Exercise requirements:
Reproduce the rows below verbatim, starting at the first line and ending after the line that contains "point(115, 93)".

(Rows from a pointing dataset)
++++++++++++++++++++
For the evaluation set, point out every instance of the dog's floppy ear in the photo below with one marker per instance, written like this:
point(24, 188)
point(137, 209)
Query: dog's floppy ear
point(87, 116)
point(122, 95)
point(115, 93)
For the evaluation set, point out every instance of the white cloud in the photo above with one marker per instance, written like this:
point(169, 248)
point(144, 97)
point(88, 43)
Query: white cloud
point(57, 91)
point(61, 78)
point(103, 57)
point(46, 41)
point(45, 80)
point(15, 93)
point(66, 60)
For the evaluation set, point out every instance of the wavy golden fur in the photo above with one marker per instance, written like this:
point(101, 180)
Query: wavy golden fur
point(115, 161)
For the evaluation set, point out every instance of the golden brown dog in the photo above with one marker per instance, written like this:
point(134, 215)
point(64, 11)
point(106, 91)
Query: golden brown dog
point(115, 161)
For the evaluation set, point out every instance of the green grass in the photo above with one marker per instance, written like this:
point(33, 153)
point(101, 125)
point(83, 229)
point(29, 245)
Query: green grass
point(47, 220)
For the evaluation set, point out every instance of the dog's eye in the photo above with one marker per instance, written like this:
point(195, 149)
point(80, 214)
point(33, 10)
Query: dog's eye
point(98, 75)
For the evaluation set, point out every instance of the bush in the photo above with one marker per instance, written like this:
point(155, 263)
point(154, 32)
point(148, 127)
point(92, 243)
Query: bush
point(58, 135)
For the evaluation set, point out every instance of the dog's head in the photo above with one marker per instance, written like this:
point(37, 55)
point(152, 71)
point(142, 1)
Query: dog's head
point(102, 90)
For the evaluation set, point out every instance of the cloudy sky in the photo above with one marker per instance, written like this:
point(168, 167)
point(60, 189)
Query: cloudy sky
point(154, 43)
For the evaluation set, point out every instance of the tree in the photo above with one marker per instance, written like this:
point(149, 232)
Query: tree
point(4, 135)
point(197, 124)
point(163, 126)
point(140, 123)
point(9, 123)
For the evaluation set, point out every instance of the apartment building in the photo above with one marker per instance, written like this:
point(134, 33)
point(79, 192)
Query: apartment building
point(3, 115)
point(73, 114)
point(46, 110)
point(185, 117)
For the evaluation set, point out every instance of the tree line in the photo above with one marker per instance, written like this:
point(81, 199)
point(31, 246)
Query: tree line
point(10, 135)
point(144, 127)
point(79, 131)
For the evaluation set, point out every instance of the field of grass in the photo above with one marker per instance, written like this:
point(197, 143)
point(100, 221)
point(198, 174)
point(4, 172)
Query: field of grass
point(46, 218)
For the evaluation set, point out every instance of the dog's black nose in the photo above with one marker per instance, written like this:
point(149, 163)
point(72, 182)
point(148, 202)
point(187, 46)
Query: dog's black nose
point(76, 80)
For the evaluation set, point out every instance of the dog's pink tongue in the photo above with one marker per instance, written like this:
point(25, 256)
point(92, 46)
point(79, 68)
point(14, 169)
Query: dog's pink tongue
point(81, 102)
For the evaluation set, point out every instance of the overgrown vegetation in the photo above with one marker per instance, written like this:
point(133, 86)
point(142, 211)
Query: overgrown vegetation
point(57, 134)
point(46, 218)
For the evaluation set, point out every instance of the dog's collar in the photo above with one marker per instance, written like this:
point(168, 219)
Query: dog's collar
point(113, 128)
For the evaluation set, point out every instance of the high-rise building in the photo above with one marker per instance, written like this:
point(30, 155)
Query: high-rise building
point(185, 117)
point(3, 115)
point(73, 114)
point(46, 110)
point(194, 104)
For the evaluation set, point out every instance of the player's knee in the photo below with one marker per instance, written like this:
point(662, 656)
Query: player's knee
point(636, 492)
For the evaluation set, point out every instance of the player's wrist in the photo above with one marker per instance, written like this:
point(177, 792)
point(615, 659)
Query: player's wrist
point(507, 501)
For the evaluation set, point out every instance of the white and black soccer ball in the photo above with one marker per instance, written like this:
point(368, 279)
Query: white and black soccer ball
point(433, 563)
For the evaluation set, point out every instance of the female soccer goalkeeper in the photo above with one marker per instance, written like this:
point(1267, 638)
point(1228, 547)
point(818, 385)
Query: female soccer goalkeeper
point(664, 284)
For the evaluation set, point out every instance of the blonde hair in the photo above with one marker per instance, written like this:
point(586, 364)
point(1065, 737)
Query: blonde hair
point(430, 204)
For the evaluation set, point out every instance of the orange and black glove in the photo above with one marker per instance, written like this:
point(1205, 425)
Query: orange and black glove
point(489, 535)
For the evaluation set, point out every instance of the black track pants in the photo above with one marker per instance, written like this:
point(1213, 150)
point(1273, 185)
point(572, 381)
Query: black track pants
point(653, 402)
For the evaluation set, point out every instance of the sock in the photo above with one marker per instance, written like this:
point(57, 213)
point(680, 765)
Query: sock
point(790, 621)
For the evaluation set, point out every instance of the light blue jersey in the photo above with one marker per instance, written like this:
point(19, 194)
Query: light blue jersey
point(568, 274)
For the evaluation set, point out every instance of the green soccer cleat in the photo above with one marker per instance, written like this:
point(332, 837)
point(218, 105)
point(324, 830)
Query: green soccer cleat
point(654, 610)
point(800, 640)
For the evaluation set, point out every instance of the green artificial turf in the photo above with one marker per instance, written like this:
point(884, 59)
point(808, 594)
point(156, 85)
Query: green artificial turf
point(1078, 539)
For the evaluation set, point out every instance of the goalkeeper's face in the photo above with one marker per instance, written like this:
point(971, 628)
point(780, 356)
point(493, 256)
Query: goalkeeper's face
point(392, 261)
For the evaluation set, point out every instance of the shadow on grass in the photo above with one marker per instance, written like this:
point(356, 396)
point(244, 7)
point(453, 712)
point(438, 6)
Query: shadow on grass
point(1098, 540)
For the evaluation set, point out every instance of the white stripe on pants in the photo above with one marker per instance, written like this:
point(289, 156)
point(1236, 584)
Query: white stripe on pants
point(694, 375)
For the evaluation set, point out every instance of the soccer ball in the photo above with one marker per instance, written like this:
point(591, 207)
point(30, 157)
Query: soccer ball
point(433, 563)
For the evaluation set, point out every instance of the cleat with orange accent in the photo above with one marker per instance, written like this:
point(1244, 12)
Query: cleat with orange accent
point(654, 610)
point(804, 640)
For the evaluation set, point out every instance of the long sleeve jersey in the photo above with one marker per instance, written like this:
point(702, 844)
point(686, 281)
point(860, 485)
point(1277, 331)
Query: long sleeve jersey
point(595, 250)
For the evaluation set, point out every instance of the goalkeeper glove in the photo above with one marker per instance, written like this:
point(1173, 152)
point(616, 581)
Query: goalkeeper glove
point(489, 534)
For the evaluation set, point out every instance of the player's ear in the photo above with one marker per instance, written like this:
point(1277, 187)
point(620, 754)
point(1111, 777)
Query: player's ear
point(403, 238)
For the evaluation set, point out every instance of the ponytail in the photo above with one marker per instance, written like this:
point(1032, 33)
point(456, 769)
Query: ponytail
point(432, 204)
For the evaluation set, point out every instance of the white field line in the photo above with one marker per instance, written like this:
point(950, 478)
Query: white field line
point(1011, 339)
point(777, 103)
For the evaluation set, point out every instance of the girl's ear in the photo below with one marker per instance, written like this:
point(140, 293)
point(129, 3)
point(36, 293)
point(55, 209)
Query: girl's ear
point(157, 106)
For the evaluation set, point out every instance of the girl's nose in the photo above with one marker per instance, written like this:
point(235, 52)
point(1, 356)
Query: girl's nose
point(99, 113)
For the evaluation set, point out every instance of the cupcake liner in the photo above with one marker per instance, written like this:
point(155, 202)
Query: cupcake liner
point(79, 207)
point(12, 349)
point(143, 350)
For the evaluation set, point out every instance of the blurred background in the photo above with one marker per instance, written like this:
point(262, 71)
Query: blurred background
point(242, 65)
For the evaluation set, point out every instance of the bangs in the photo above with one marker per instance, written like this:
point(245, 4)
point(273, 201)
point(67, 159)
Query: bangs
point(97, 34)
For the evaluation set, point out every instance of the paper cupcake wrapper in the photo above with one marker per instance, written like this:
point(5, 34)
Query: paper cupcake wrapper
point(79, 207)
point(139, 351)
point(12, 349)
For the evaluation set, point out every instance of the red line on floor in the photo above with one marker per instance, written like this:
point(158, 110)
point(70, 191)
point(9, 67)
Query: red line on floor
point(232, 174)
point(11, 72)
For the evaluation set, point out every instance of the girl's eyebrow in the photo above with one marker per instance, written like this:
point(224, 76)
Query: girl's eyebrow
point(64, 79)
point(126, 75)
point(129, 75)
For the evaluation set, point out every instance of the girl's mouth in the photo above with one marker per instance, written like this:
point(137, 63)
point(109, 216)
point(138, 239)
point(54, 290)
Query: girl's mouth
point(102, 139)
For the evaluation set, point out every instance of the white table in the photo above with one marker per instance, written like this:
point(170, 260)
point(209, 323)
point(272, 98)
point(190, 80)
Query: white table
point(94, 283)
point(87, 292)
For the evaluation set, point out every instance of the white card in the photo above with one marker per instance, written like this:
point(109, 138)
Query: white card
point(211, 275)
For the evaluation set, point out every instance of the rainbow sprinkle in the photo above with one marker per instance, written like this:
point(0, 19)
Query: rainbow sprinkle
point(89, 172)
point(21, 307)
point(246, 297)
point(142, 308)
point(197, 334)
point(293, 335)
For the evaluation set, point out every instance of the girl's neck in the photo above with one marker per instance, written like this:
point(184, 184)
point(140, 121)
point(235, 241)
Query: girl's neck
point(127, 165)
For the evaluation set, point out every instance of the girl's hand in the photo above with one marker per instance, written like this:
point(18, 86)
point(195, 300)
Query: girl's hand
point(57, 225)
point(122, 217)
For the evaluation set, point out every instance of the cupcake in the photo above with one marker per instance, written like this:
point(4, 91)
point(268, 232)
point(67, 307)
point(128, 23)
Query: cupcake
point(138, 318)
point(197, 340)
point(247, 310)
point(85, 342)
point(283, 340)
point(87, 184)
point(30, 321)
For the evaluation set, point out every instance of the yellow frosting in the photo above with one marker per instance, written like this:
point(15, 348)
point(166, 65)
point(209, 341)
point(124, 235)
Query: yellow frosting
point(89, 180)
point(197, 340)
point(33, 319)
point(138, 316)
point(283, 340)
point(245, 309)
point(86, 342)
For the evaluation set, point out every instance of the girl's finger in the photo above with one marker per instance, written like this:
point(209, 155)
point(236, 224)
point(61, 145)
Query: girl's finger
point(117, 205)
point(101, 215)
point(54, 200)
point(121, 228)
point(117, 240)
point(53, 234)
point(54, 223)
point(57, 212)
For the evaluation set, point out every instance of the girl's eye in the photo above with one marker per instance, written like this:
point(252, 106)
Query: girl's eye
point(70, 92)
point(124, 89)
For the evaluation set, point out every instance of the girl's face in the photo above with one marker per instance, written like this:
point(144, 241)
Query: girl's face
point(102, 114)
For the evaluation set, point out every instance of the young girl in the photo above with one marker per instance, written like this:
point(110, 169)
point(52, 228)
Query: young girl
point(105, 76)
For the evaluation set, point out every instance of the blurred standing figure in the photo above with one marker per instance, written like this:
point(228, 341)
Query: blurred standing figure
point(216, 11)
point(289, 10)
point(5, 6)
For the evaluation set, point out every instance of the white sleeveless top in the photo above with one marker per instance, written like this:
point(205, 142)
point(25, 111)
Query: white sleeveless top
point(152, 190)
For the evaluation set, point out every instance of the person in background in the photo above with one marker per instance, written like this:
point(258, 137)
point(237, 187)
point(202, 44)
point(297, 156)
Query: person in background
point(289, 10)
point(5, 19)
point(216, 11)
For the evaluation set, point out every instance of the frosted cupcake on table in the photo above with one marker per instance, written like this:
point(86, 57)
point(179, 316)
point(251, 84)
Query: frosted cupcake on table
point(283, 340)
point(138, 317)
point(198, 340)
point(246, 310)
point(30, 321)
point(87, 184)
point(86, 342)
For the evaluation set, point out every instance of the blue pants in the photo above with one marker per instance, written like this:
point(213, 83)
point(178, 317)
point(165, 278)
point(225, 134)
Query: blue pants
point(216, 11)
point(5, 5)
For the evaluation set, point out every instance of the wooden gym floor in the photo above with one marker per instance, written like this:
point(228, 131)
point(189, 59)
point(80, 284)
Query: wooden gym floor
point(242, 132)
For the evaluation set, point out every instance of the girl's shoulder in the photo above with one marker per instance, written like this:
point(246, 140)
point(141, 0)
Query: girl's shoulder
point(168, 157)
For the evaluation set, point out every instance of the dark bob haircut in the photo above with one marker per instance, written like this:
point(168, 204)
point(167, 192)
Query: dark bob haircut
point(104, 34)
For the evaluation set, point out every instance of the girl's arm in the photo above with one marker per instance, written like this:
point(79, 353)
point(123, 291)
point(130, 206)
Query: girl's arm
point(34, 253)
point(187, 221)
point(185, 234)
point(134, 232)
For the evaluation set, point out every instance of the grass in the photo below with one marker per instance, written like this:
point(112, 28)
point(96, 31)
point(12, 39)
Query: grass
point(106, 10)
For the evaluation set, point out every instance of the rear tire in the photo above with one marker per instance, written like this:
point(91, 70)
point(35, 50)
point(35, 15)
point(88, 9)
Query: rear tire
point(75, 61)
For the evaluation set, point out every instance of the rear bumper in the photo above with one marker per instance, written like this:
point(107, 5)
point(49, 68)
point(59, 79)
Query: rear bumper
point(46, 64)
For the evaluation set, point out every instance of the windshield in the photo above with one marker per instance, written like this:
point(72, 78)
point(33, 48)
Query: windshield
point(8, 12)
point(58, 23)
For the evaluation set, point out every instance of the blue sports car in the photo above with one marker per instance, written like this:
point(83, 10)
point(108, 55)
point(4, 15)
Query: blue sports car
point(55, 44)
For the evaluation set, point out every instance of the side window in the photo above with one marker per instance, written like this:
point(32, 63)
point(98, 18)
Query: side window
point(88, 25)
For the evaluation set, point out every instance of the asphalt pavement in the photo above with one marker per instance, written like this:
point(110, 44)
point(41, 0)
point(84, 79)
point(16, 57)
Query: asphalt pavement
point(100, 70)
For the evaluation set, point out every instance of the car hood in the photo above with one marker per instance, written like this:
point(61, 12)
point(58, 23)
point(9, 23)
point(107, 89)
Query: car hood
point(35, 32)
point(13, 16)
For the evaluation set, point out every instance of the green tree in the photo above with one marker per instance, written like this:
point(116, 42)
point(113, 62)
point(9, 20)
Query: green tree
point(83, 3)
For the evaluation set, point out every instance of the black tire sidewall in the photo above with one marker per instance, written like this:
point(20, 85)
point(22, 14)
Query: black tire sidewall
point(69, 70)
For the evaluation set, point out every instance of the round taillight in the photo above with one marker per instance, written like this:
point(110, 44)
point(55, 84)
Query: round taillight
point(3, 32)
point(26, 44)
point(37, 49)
++++++++++++++++++++
Solution:
For the evaluation set, point out every instance of the dog's floppy ear in the photo below with one marker per instance, written like this:
point(24, 188)
point(137, 209)
Query: dog's floppy ear
point(87, 116)
point(122, 95)
point(115, 93)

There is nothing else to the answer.